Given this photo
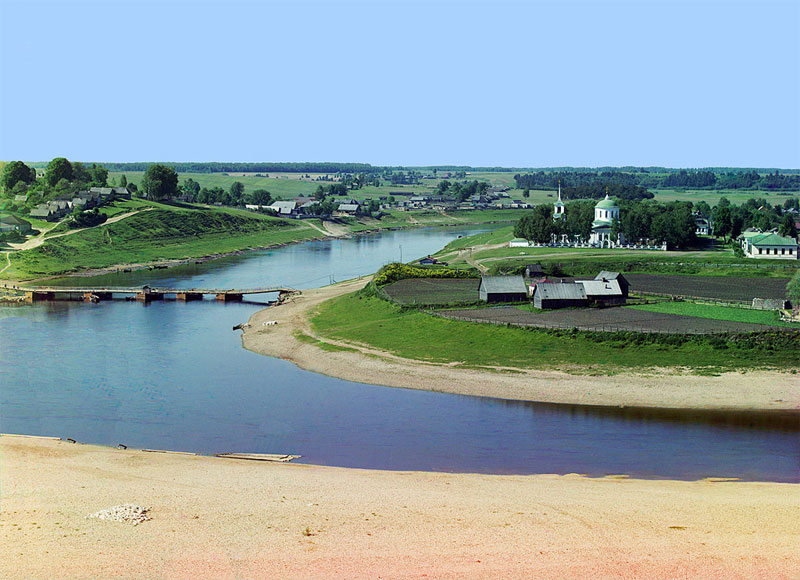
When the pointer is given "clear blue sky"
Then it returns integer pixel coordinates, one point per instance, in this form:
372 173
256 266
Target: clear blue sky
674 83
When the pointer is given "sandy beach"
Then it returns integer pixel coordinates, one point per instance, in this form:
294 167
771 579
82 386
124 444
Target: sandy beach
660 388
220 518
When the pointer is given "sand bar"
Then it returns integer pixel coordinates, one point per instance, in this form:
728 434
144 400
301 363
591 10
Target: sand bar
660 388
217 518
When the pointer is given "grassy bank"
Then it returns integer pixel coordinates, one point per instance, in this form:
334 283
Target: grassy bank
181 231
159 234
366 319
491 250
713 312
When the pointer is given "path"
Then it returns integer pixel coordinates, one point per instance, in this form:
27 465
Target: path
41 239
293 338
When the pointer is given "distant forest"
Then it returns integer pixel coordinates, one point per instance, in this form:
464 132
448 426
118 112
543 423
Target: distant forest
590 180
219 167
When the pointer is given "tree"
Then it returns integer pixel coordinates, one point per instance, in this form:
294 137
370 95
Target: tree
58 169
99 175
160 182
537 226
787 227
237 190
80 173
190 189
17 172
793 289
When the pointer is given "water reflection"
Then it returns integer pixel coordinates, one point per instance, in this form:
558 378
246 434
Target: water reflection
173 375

- - -

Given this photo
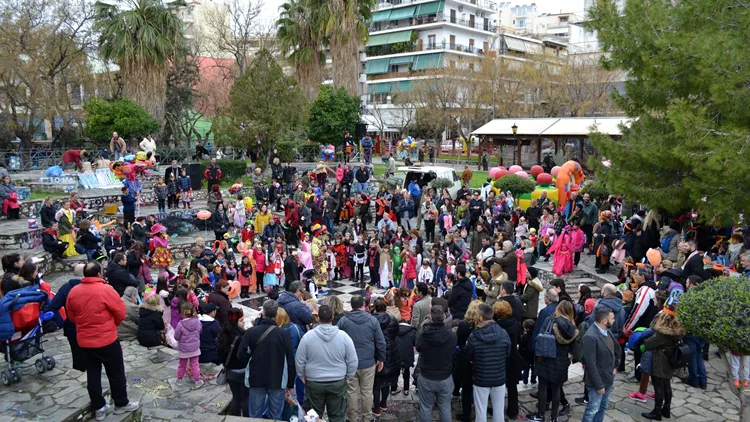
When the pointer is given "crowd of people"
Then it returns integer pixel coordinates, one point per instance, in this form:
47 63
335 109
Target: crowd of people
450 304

- - -

[What you should do]
Count the lines in the items above that contain the string "crowd", and reply with the number only.

[Exercise solution]
2